Tarea requerida A: Indica si cada una de estas afirmaciones concuerda con el texto proporcionado y justifica tu respuesta con las palabras exactas del texto que lo deciden: (i) los primeros cristianos lo poseían todo en común; (ii) en la historia de Abelardo, en el infierno cada uno usaba la cuchara para dar de comer a otro; (iii) el salmo que se menciona es el 92.
Tarea requerida B: Reproduce sin cambios el fragmento del texto proporcionado que empieza con "Iniciamos nuestra" y continúa hasta "en nuestro mundo.".
Tarea requerida C:
Responde brevemente estas preguntas sobre el texto proporcionado:
(i) ¿Quién relata en la primera lectura la vida de los primeros cristianos?
(ii) ¿En qué lugar pasó un día recientemente quien escribe?
(iii) ¿Qué había dado san Pedro a todos a la hora de comer?

Texto proporcionado:
★ ★ ★ ★ ★
Iniciamos nuestra
oración: ofreciendo la jornada, invocando al Espíritu Santo, pidiendo ayuda a
la Madre y la intercesión de san José, preparando nuestra alma con la oración
que prolongaremos durante la jornada con la jaculatoria.
Estamos en un mundo en el que es muy
difícil escuchar, ”¡Qué bien se está aquí!”. Algunos pensadores han
expresado que estamos en una cultura sin “calor de hogar”. Vemos
diariamente en la tele el drama de la división, el enfrentamiento por las banderas,
los políticos olvidando los problemas reales de personas concretas y
enzarzándose en disputas vanas. En contraste Lucas, en la primera lectura, nos
relata la vida de los primeros cristianos, aquellas comunidades eran ejemplo de
justicia social, de cultura “familiar”, nadie pasaba necesidad. “pues lo
poseían todo en común”. Eran una muestra evidente que el “reino de
Dios” puede hacerse realidad ya en nuestro mundo.
Hay sitios en nuestro mundo, pequeñas
comunidades, en los que se vive como en tiempos de los primeros cristianos.
Recientemente pasé un día en Basida y allí ves cómo poniendo todo lo que
tenemos en servicio de los hermanos, especialmente aquellos que antes de llegar
fueron tratados como desechos del mundo, se mantiene la pureza de las primeras
comunidades de la Iglesia. Mi hijo pequeño comentaba sorprendido y
emocionado: “¡Qué poco necesitan para ser felices!”.
Por otra parte, me viene
ahora a la memoria, una historia que nos contaba Abelardo, sobre el cielo y el
infierno. San Pedro a la hora de comer había dado a todos unas cucharas muy
largas. En el infierno todo el mundo quería llevarse la cuchara a su boca y
como eran desproporcionadamente grandes nadie lo conseguía. Entonces todos se
desesperaban y maldecían. En el cielo utilizaban la misma cuchara para darse de
comer unos a otros, con lo que todo el mundo comía de lo que le daba el hermano
y a su vez el daba de comer a otro hermano, eran felices en el olvido de
sí.
El salmo 92 nos habla de “El
Señor reina, vestido de majestad”. Nos vuelve a recordar el concepto de
reino, una realidad que empieza siendo una pequeña semilla en el interior del
corazón y se va ampliando, “derramando” a nuestro alrededor, llevando la
santidad a todas partes y “por días sin término”.
★ ★ ★ ★ ★
Contenido del conjunto:
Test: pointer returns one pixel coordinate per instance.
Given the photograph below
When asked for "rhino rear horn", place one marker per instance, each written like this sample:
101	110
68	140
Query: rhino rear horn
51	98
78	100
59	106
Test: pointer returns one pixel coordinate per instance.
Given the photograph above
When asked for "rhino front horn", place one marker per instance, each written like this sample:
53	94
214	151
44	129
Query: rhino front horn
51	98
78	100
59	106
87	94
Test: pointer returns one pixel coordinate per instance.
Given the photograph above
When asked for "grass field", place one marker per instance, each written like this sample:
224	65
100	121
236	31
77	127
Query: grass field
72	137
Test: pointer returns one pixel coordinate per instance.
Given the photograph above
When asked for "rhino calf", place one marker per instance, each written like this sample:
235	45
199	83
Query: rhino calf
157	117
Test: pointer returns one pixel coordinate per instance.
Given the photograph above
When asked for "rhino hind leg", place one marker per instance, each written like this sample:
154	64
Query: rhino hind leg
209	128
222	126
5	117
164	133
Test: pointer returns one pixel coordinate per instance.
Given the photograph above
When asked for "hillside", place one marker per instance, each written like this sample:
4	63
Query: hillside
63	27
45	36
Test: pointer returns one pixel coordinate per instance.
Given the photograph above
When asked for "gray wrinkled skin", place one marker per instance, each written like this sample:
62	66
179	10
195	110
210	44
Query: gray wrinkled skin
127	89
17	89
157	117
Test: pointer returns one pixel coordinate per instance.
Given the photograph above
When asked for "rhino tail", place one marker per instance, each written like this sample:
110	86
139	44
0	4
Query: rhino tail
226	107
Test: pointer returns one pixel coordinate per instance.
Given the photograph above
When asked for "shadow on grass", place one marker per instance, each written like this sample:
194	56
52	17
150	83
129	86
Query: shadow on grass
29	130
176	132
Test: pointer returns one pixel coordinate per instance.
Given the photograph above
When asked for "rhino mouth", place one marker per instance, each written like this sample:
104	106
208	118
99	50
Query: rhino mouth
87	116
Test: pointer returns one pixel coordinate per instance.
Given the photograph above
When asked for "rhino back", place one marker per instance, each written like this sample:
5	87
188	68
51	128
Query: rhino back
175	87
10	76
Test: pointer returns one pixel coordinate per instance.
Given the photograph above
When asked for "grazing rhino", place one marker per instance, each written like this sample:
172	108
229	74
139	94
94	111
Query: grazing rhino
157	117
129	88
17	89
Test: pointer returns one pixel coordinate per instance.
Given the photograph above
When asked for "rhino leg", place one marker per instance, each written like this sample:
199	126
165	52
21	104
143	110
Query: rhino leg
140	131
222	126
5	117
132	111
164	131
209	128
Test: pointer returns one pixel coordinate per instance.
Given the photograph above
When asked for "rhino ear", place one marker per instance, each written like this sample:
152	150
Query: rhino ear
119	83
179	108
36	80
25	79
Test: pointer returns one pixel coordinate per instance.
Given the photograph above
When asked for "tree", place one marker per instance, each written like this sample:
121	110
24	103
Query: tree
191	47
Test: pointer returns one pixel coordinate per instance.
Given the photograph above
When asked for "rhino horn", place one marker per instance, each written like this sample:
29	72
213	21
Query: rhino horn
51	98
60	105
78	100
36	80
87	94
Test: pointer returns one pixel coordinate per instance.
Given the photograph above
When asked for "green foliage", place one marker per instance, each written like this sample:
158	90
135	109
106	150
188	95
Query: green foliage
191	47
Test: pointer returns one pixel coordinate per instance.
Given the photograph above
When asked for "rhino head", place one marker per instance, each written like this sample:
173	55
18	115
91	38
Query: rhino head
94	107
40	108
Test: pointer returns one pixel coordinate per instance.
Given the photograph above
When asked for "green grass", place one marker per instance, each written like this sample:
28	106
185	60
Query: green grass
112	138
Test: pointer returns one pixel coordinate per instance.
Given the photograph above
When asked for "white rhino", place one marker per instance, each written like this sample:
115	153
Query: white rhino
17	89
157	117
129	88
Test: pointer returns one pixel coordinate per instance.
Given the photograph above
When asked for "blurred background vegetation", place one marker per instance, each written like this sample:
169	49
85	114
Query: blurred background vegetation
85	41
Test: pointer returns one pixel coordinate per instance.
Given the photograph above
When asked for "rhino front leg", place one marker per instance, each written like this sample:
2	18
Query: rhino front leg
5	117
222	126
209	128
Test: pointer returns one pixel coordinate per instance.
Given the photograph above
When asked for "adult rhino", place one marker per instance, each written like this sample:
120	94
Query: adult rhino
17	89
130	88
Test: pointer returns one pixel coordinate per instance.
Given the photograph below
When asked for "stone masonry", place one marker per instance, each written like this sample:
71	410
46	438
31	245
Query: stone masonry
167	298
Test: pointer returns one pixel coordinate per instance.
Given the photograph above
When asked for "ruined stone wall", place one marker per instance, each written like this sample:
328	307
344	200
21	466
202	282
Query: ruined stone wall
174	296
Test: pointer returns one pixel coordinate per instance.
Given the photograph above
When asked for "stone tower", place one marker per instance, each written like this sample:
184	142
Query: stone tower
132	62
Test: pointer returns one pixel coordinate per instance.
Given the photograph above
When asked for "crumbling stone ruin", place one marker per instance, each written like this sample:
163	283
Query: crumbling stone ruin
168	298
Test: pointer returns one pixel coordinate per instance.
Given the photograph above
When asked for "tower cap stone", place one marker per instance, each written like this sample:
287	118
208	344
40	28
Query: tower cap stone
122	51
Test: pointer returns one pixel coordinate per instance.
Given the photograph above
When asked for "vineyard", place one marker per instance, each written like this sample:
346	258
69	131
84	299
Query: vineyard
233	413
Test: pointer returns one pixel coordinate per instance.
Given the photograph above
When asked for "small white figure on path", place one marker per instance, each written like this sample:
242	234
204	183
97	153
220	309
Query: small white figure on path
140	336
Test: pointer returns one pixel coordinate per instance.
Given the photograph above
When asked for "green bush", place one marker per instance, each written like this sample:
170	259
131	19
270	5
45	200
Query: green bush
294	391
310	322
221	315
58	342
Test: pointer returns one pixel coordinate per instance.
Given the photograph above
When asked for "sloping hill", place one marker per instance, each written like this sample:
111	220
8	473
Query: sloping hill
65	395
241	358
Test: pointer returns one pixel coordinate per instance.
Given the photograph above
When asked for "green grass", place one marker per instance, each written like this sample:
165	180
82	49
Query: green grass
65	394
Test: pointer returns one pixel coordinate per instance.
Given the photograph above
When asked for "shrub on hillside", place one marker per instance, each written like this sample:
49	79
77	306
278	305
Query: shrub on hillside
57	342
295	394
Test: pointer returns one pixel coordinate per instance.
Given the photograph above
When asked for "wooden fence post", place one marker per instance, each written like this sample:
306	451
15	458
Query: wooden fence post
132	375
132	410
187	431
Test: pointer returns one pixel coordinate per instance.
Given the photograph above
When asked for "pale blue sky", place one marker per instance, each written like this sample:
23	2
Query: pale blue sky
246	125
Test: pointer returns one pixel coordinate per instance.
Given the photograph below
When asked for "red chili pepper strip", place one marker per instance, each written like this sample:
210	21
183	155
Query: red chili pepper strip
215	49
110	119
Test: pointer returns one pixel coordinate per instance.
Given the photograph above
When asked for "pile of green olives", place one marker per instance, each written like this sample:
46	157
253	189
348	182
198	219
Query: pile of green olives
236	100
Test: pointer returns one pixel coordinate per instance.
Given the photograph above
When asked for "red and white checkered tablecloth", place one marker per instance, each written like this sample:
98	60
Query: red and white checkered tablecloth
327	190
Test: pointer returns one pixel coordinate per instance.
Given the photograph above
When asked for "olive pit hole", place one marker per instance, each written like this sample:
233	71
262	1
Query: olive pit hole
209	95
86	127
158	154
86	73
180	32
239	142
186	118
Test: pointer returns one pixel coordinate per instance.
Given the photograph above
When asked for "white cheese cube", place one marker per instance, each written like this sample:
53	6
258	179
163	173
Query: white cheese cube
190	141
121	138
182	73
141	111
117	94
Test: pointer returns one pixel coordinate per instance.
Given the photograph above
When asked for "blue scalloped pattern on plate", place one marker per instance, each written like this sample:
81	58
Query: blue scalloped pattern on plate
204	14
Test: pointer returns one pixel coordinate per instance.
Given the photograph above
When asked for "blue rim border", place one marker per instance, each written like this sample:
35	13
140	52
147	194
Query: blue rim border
★ ★ ★ ★ ★
Respuesta correcta A:
(i) Sí: «pues lo poseían todo en común».
(ii) No: «En el infierno todo el mundo quería llevarse la cuchara a su boca y como eran desproporcionadamente grandes nadie lo conseguía».
(iii) Sí: «El salmo 92 nos habla de».

Respuesta correcta B:
Iniciamos nuestra
oración: ofreciendo la jornada, invocando al Espíritu Santo, pidiendo ayuda a
la Madre y la intercesión de san José, preparando nuestra alma con la oración
que prolongaremos durante la jornada con la jaculatoria.
Estamos en un mundo en el que es muy
difícil escuchar, ”¡Qué bien se está aquí!”. Algunos pensadores han
expresado que estamos en una cultura sin “calor de hogar”. Vemos
diariamente en la tele el drama de la división, el enfrentamiento por las banderas,
los políticos olvidando los problemas reales de personas concretas y
enzarzándose en disputas vanas. En contraste Lucas, en la primera lectura, nos
relata la vida de los primeros cristianos, aquellas comunidades eran ejemplo de
justicia social, de cultura “familiar”, nadie pasaba necesidad. “pues lo
poseían todo en común”. Eran una muestra evidente que el “reino de
Dios” puede hacerse realidad ya en nuestro mundo.

Respuesta correcta C:
(i) Lucas.
(ii) En Basida.
(iii) Unas cucharas muy largas.